**Gestellte Aufgabe 1:** Finde in den Datensätzen jede Zeile, die das Wort "panel" enthält, und schreibe diese Zeilen unverändert ab.

**Ausgewählter Abschnitt:**
════════
Sehr geehrter Herr Höhne,

vielen Dank für Ihre Frage, die darauf abzielt, ob das Grundgesetz Deutschlands eine Verfassung ist. Das am 23. Mai 1949 nach Zustimmung der Bundesländer in Kraft getretene Grundgesetz war zunächst als Übergangsverfassung bis zur Herstellung der deutschen Einheit gedacht. Es war aber inhaltlich nicht nur eine "Rumpfverfassung" und hat sich über Jahre und Jahrzehnte als voll gültige Verfassung in Deutschland bewährt. Das Grundgesetz regelt alles, was eine Verfassung regeln muss. Das "Provisorische" was dem Grundgesetz nach der Intention der Mütter und Väter des Grundgesetzes zunächst anhaftete, hat sich durch die Verfassungspraxis von nunmehr fast 60 Jahren ausgewachsen.
Was gegen das Verfahren beim Erlass des Grundgesetzes einzuwenden ist, bei dem das Volk nicht direkt beteiligt war, ist längst historisch überholt. Das Grundgesetz hat in den Wahlen zum Deutschen Bundestag nach dem 23. Mai 1949 eine so breite Unterstützung erhalten, die Zweifel an seiner Legitimität als Verfassung ausgeräumt haben.
════════
(Einträge aus einer Datenquelle)
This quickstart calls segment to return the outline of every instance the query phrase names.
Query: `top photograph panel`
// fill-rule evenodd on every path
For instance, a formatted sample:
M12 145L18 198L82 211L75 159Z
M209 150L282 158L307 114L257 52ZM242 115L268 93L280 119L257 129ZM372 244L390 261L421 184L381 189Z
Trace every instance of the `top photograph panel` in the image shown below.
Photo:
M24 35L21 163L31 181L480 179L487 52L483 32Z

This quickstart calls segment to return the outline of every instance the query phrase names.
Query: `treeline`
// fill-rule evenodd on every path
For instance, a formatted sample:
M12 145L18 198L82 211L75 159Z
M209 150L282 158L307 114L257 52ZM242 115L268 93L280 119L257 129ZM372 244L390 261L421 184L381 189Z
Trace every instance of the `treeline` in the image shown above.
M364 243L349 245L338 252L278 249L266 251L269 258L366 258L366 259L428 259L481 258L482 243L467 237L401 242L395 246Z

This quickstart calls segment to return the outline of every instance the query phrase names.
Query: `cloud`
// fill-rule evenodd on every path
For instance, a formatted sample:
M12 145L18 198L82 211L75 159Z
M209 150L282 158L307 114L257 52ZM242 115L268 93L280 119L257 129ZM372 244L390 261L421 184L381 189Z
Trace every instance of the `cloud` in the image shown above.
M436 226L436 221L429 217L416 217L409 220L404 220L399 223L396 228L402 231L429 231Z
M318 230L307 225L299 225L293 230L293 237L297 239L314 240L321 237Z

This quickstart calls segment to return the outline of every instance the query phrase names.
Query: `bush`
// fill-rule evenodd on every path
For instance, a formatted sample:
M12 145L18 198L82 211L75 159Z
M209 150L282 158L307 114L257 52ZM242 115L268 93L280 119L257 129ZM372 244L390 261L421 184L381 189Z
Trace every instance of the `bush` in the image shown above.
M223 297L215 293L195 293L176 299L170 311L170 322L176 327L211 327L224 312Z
════════
**Gestellte Aufgabe 2:** Wiederhole aus dem Text über das Grundgesetz wortgetreu den Abschnitt von "vielen Dank für" bis einschließlich "60 Jahren ausgewachsen.".

**Ergebnis der Aufgabe 1:**
Query: `top photograph panel`
Trace every instance of the `top photograph panel` in the image shown below.

**Ergebnis der Aufgabe 2:**
vielen Dank für Ihre Frage, die darauf abzielt, ob das Grundgesetz Deutschlands eine Verfassung ist. Das am 23. Mai 1949 nach Zustimmung der Bundesländer in Kraft getretene Grundgesetz war zunächst als Übergangsverfassung bis zur Herstellung der deutschen Einheit gedacht. Es war aber inhaltlich nicht nur eine "Rumpfverfassung" und hat sich über Jahre und Jahrzehnte als voll gültige Verfassung in Deutschland bewährt. Das Grundgesetz regelt alles, was eine Verfassung regeln muss. Das "Provisorische" was dem Grundgesetz nach der Intention der Mütter und Väter des Grundgesetzes zunächst anhaftete, hat sich durch die Verfassungspraxis von nunmehr fast 60 Jahren ausgewachsen.